The problem.
Please render every line of the listing below as a JSON list of strings, one string per line, with blank lines skipped and the pictures left out.

Material for the task.
************
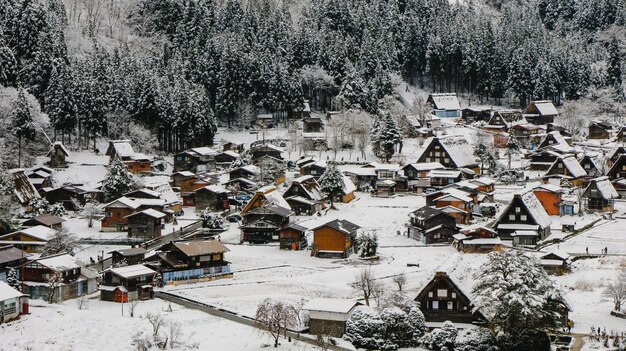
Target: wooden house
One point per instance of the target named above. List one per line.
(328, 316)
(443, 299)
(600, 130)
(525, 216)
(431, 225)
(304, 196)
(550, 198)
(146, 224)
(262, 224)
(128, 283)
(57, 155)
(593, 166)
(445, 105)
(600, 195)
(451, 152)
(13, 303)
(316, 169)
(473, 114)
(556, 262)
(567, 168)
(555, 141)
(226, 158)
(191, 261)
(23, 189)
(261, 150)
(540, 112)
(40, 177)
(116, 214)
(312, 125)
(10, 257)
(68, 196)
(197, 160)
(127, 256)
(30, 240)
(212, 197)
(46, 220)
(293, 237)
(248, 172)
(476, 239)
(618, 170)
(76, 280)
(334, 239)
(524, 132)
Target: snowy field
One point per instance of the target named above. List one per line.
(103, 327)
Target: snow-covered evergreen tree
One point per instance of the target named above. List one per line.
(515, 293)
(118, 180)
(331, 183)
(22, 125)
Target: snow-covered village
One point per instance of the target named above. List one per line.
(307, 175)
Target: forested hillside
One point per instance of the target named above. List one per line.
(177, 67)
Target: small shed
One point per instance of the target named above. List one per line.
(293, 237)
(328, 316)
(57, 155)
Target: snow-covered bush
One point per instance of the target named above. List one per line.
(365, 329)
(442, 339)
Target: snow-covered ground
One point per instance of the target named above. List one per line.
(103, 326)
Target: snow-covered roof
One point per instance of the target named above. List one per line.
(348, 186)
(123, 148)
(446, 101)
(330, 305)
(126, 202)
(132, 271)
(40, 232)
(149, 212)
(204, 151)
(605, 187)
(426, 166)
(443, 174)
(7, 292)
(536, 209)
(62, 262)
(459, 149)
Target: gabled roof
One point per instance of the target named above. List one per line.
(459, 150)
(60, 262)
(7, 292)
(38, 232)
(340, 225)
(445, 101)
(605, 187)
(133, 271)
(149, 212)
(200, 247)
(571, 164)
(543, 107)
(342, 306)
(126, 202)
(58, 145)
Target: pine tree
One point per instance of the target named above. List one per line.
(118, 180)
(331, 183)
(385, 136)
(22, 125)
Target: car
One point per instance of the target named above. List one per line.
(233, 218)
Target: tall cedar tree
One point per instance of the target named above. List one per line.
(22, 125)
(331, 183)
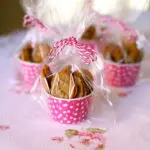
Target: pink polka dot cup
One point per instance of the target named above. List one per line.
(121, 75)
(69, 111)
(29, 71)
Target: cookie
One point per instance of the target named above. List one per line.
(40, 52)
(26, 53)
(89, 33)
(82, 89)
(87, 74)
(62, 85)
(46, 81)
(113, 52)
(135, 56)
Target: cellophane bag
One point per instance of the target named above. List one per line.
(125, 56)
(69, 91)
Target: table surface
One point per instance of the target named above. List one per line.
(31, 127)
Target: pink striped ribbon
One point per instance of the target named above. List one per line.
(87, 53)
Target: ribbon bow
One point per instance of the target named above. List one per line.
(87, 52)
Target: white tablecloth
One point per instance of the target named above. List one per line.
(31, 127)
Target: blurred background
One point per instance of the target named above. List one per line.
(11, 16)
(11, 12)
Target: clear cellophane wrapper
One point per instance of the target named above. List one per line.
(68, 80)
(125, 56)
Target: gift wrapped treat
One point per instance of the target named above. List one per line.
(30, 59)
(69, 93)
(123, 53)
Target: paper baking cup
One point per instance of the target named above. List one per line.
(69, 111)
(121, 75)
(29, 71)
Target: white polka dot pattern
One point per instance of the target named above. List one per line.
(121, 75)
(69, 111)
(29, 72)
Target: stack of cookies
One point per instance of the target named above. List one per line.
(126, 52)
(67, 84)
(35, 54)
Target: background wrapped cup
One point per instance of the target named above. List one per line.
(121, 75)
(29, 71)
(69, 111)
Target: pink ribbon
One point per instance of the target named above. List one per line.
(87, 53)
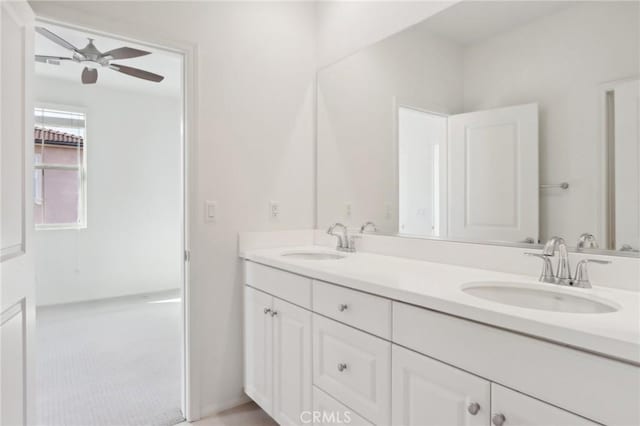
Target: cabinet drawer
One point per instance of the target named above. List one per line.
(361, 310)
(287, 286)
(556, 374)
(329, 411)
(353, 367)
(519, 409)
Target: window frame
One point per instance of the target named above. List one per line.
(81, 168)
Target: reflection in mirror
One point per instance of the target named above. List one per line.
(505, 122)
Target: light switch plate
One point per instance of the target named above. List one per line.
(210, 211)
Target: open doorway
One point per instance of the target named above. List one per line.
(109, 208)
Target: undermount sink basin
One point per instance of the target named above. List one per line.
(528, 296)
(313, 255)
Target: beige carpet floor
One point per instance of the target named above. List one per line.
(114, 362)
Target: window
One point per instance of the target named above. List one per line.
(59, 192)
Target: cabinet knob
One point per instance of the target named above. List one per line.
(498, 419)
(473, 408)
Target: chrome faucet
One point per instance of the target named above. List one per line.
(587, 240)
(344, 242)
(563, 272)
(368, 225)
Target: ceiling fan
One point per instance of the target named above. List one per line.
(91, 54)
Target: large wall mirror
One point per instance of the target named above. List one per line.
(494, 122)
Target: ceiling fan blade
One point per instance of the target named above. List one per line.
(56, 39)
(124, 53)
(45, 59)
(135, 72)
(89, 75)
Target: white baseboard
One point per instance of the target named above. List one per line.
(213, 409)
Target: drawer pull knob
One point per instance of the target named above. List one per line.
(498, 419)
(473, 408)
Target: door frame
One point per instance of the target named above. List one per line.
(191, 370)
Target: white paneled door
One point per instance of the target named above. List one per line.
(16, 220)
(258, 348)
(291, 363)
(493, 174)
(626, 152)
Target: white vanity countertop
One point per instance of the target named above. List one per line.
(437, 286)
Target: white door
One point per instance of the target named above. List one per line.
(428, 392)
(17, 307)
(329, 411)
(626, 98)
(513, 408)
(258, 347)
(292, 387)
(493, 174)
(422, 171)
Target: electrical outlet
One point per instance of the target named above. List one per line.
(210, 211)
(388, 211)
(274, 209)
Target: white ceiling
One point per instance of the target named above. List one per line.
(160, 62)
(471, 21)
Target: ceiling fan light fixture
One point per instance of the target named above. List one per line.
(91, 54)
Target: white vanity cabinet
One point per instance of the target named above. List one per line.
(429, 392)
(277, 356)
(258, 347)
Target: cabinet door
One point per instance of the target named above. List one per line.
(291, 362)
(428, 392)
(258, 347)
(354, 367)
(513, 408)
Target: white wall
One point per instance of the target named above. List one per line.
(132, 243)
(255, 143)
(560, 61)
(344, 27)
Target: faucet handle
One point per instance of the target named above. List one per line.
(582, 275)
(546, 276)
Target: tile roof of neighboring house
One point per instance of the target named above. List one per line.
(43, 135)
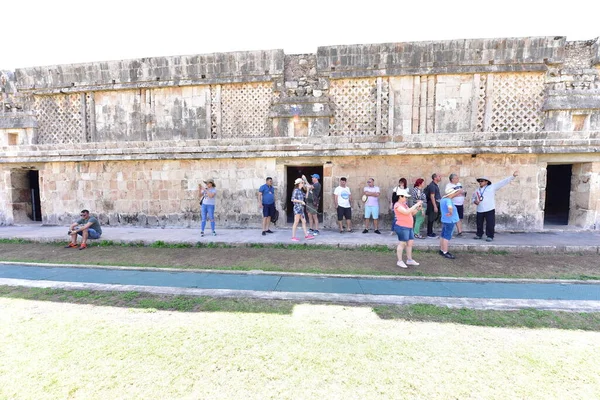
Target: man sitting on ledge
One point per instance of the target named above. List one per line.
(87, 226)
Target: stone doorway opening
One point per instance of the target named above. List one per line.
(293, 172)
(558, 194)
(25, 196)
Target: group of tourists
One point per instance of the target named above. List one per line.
************
Completed task.
[
  "Target: wooden house",
  "One point per instance of the target named above. List one per line.",
  "(328, 316)",
  "(443, 299)",
  "(600, 130)",
  "(525, 216)",
  "(431, 225)",
  "(304, 196)",
  "(550, 198)",
  "(146, 224)",
  "(262, 224)",
  "(128, 283)",
  "(57, 155)",
  "(593, 166)",
  "(445, 105)",
  "(600, 195)",
  "(451, 152)",
  "(13, 303)",
  "(316, 169)",
  "(473, 114)",
  "(556, 262)",
  "(567, 168)",
  "(555, 141)",
  "(226, 158)",
  "(191, 261)",
  "(23, 189)",
  "(261, 150)",
  "(540, 112)",
  "(40, 177)",
  "(116, 214)",
  "(312, 125)",
  "(10, 257)",
  "(68, 196)",
  "(197, 160)",
  "(127, 256)",
  "(30, 240)",
  "(212, 197)",
  "(46, 220)",
  "(293, 237)",
  "(248, 172)",
  "(476, 239)",
  "(618, 170)",
  "(76, 280)",
  "(334, 239)",
  "(524, 132)",
  "Target: snowy field",
  "One point per instance of the target named above. List one per line.",
  "(103, 327)",
  "Target: snow-covered evergreen tree",
  "One point per instance of the target named above. List one per line.",
  "(515, 293)",
  "(118, 180)",
  "(331, 183)",
  "(22, 125)",
  "Target: snow-covered village",
  "One point per instance of the target named above. List one per line.",
  "(307, 175)",
  "Target: forested hillside",
  "One point per instance of the target named above. List one per line.",
  "(177, 67)",
  "Target: small shed",
  "One point per instance of the target named above. List one per line.",
  "(293, 237)",
  "(328, 316)",
  "(57, 155)",
  "Target: snow-covered bush",
  "One point per instance of the target named above. List one per line.",
  "(365, 329)",
  "(442, 339)",
  "Target: snow-covered ground",
  "One point per instance of the target named above. List one per line.",
  "(103, 326)",
  "Target: snow-covered roof",
  "One point per instance of the target named above. List one per line.",
  "(348, 186)",
  "(123, 148)",
  "(446, 101)",
  "(330, 305)",
  "(126, 202)",
  "(132, 271)",
  "(40, 232)",
  "(149, 212)",
  "(204, 151)",
  "(605, 187)",
  "(426, 166)",
  "(443, 174)",
  "(7, 292)",
  "(536, 209)",
  "(62, 262)",
  "(459, 149)",
  "Target: gabled roof",
  "One point per instance of the target named above. List one per line.",
  "(459, 150)",
  "(60, 262)",
  "(7, 292)",
  "(38, 232)",
  "(340, 225)",
  "(445, 101)",
  "(605, 187)",
  "(133, 271)",
  "(149, 212)",
  "(200, 247)",
  "(571, 164)",
  "(543, 107)",
  "(342, 306)",
  "(126, 202)",
  "(58, 145)",
  "Target: pine tree",
  "One point per instance of the target named above. List one per line.",
  "(118, 180)",
  "(331, 183)",
  "(385, 136)",
  "(22, 125)",
  "Target: car",
  "One point per instance of the target named above. List one per line.",
  "(233, 218)",
  "Target: tall cedar tree",
  "One point per instance of the target named above. List one per line.",
  "(22, 125)",
  "(331, 183)",
  "Target: pink polka dot cup",
  "One point per instance of the target named above. List one per line.",
  "(121, 75)",
  "(69, 111)",
  "(29, 71)",
  "Target: cookie",
  "One point per instance of the target named above. List one per line.",
  "(40, 52)",
  "(26, 53)",
  "(89, 33)",
  "(82, 89)",
  "(87, 74)",
  "(62, 85)",
  "(46, 81)",
  "(113, 52)",
  "(135, 56)",
  "Target: cellophane bag",
  "One point per instance of the target named above. List one per line.",
  "(125, 56)",
  "(69, 91)",
  "Target: table surface",
  "One point per instance of the target named above. List one per line.",
  "(31, 127)",
  "Target: pink striped ribbon",
  "One point per instance of the target named above. List one per line.",
  "(87, 53)",
  "Target: ribbon bow",
  "One point per instance of the target named above. List one per line.",
  "(87, 52)",
  "Target: white tablecloth",
  "One point per instance of the target named above. List one per line.",
  "(31, 127)",
  "Target: blurred background",
  "One point per instance of the target named above. List one per line.",
  "(11, 16)",
  "(11, 12)",
  "Target: clear cellophane wrapper",
  "One point per instance of the target named above. List one per line.",
  "(68, 80)",
  "(125, 56)",
  "Target: gift wrapped treat",
  "One point per instance of the target named above. List one per line.",
  "(30, 59)",
  "(69, 93)",
  "(123, 53)",
  "Target: paper baking cup",
  "One point per instance of the target named above. List one per line.",
  "(69, 111)",
  "(121, 75)",
  "(29, 71)",
  "Target: white polka dot pattern",
  "One point per instance of the target named above. List one per line.",
  "(121, 75)",
  "(69, 111)",
  "(29, 72)",
  "Target: stack of cookies",
  "One point per instance of the target named above. List one per line.",
  "(126, 52)",
  "(67, 84)",
  "(35, 54)",
  "Target: background wrapped cup",
  "One point per instance of the target named above. List one per line.",
  "(121, 75)",
  "(29, 71)",
  "(69, 111)",
  "Target: pink ribbon",
  "One point per instance of the target named above. List one per line.",
  "(87, 53)",
  "Target: cabinet drawer",
  "One point per instance of the target named above. List one per line.",
  "(361, 310)",
  "(287, 286)",
  "(556, 374)",
  "(329, 411)",
  "(353, 367)",
  "(519, 409)",
  "Target: window frame",
  "One point per instance of the target named above. List one per line.",
  "(81, 168)",
  "Target: reflection in mirror",
  "One point per instance of the target named above. List one per line.",
  "(505, 122)",
  "Target: light switch plate",
  "One point per instance of the target named above. List one per line.",
  "(210, 211)",
  "Target: open doorway",
  "One point per instance of the target named above. List one per line.",
  "(109, 208)",
  "Target: undermount sink basin",
  "One point per instance of the target named above. List one per line.",
  "(528, 296)",
  "(313, 255)",
  "Target: beige carpet floor",
  "One point per instance of the target named above. List one per line.",
  "(114, 362)",
  "Target: window",
  "One point per instance of the target named above. List one per line.",
  "(59, 192)",
  "Target: cabinet knob",
  "One point per instance of the target named above. List one per line.",
  "(498, 419)",
  "(473, 408)",
  "Target: chrome faucet",
  "One point per instance of the target named above. List one per line.",
  "(587, 240)",
  "(344, 242)",
  "(563, 272)",
  "(368, 225)",
  "Target: ceiling fan",
  "One point per instance of the target named above. List one per line.",
  "(91, 54)",
  "Target: large wall mirror",
  "One point per instance of the target named above. List one per line.",
  "(494, 122)",
  "Target: ceiling fan blade",
  "One point per instance of the target named above. List one per line.",
  "(56, 39)",
  "(124, 53)",
  "(45, 59)",
  "(135, 72)",
  "(89, 75)",
  "Target: white baseboard",
  "One point per instance of the target named above. List one per line.",
  "(213, 409)",
  "Target: drawer pull knob",
  "One point per instance of the target named above. List one per line.",
  "(498, 419)",
  "(473, 408)",
  "Target: door frame",
  "One point per instance of the target named above. List one per line.",
  "(191, 370)",
  "Target: white paneled door",
  "One point per instance of the target named above. List one per line.",
  "(16, 220)",
  "(258, 348)",
  "(291, 363)",
  "(493, 174)",
  "(626, 152)",
  "Target: white vanity countertop",
  "One point per instance of the target named above. List one per line.",
  "(437, 286)",
  "Target: white door",
  "One point per instance of the target named above. List one per line.",
  "(428, 392)",
  "(17, 307)",
  "(329, 411)",
  "(626, 98)",
  "(513, 408)",
  "(258, 347)",
  "(292, 387)",
  "(493, 174)",
  "(422, 171)",
  "Target: electrical outlet",
  "One point per instance of the target named above. List one per line.",
  "(210, 211)",
  "(388, 211)",
  "(274, 209)",
  "Target: white ceiling",
  "One point per instance of the target named above. List one per line.",
  "(160, 62)",
  "(471, 21)",
  "Target: ceiling fan light fixture",
  "One point per instance of the target named above. List one per line.",
  "(91, 54)",
  "Target: white vanity cabinet",
  "One point per instance of the target named above. List one per line.",
  "(429, 392)",
  "(277, 356)",
  "(258, 347)",
  "Target: cabinet door",
  "One point per instance of the target named above. List one per line.",
  "(291, 362)",
  "(428, 392)",
  "(258, 347)",
  "(354, 367)",
  "(513, 408)",
  "Target: white wall",
  "One point per instance of the target named above. List one per line.",
  "(132, 243)",
  "(255, 143)",
  "(560, 61)",
  "(344, 27)",
  "Target: faucet handle",
  "One point per instance of the target named above. List one per line.",
  "(582, 275)",
  "(546, 276)",
  "Target: tile roof of neighboring house",
  "One point per instance of the target named above. List one per line.",
  "(43, 135)",
  "Target: man sitting on ledge",
  "One point per instance of the target named above. List one per line.",
  "(87, 226)",
  "Target: stone doorway opening",
  "One point per instance of the target named above. List one per line.",
  "(293, 172)",
  "(558, 194)",
  "(25, 196)",
  "Target: group of tourists",
  "One point per instance of the target named above. List one per line."
]